TASK
Set out exactly every line of the entries below, starting at the line that holds "Target: black beaded bracelet" and stopping after the line that holds "of the wrist".

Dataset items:
* * * * * * *
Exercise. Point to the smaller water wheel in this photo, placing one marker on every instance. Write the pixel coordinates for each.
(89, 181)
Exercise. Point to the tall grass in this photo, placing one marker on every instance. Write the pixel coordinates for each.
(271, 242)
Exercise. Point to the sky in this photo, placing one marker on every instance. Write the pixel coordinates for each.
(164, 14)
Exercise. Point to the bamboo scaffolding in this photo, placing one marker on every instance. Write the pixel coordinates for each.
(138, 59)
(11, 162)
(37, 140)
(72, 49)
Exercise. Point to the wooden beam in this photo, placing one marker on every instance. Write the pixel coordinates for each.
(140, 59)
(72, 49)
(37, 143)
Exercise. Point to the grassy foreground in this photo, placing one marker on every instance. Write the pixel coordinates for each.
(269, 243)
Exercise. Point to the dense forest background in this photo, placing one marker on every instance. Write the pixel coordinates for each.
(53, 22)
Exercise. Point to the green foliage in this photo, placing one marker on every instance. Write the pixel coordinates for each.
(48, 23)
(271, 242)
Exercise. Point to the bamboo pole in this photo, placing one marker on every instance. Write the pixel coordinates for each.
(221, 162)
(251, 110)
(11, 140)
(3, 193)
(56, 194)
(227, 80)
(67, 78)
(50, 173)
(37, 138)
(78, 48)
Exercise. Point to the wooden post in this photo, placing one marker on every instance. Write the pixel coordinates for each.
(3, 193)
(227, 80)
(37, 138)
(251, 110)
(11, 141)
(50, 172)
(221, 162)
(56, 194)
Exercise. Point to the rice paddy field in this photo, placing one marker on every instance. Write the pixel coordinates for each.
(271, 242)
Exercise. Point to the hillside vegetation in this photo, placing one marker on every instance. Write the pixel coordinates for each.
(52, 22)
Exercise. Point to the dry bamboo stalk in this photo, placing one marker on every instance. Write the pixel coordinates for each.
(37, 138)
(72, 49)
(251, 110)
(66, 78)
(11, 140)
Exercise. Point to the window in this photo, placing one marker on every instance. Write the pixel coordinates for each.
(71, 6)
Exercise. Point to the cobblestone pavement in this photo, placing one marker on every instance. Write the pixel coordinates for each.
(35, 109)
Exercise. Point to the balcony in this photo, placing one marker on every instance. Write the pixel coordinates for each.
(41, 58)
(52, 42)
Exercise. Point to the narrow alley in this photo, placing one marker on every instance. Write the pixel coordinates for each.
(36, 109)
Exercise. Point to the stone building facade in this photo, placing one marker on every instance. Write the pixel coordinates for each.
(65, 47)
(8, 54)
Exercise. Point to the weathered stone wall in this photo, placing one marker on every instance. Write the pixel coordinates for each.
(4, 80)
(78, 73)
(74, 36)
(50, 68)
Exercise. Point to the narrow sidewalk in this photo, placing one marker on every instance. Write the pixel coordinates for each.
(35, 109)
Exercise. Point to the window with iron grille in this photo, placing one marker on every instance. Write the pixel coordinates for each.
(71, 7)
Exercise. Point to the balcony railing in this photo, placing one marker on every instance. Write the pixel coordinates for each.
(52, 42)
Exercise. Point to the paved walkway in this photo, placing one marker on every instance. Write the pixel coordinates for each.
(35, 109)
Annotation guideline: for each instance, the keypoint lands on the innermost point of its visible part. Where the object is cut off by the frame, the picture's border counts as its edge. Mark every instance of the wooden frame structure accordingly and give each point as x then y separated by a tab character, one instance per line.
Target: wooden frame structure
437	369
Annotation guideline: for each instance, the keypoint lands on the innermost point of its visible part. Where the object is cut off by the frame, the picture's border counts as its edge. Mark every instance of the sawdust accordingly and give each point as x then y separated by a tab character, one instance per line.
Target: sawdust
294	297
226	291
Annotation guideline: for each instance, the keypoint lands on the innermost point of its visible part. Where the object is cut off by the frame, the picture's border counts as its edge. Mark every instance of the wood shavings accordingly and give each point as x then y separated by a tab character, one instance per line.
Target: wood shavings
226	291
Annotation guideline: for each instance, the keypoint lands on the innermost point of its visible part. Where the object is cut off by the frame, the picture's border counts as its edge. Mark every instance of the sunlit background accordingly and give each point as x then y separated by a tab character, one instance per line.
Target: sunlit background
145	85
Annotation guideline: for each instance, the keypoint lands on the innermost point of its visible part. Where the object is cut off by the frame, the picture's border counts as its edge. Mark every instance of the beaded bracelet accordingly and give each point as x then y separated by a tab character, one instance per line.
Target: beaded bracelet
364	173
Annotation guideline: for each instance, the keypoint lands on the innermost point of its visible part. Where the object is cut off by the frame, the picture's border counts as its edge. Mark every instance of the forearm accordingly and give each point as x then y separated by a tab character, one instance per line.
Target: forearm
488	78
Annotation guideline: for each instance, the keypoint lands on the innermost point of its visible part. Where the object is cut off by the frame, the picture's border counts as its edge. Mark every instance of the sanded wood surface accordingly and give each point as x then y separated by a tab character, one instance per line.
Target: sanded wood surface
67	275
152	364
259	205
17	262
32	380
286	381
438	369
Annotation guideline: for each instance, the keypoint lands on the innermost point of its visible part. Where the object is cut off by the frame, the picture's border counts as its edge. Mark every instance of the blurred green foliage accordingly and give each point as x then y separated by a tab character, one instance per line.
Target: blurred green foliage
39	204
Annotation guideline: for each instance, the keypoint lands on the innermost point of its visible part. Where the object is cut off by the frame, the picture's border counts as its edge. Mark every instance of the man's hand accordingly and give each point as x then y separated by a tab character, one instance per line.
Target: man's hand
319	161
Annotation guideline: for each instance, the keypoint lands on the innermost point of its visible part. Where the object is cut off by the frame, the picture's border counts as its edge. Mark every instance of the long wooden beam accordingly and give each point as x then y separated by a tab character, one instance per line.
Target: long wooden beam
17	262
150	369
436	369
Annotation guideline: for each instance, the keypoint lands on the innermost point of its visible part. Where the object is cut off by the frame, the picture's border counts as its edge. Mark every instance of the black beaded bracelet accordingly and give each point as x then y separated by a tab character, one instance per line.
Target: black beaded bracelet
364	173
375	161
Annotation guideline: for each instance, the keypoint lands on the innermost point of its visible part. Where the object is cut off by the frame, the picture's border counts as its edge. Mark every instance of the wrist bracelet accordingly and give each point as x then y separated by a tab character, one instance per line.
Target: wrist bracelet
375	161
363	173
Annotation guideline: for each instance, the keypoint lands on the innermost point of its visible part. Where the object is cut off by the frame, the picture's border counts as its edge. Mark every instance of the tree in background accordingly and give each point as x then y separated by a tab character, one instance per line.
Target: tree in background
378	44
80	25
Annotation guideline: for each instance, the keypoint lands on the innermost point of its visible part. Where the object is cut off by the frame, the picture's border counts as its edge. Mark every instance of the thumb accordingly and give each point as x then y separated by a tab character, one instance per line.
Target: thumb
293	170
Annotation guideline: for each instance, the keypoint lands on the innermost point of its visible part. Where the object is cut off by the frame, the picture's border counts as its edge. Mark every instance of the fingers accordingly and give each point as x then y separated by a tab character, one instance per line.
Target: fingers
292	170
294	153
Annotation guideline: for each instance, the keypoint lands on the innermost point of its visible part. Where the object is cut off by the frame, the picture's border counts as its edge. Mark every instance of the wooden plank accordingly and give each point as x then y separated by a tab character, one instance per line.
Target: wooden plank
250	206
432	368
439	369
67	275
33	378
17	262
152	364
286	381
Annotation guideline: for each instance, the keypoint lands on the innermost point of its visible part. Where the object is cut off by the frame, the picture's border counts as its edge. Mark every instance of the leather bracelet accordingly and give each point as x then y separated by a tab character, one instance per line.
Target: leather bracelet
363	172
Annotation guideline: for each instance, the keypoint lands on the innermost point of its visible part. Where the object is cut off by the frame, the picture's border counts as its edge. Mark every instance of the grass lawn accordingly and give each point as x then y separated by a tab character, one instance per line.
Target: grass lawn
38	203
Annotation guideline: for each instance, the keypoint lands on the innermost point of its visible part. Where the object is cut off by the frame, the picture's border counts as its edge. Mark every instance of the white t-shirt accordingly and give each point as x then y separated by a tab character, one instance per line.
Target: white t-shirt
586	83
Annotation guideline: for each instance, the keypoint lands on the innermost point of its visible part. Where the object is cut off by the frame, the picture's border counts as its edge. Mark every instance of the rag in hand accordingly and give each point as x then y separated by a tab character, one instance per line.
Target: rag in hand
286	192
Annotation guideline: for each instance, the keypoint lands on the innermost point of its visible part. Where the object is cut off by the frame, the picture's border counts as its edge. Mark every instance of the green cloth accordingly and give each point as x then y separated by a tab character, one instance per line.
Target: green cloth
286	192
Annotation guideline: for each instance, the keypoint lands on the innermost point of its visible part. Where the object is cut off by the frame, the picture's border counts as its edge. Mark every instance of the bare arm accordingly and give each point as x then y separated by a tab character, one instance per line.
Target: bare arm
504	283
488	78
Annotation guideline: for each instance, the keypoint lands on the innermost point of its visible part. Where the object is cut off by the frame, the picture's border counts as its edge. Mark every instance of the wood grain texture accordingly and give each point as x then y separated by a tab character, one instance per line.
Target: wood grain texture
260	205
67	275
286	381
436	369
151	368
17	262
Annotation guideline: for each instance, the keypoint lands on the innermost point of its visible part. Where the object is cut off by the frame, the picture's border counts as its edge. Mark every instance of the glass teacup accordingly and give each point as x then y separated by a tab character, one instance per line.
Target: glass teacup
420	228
* * * * * * *
RESPONSE
Target: black beaded bracelet
364	173
375	161
Annotation guideline: for each instance, the keypoint lands on the innermost point of its visible part. Where the object is cut off by the frame, the picture's border counts as its edge. Mark every instance of the wrist bracelet accordingly and give each point as x then y separated by a tab character, one instance per line.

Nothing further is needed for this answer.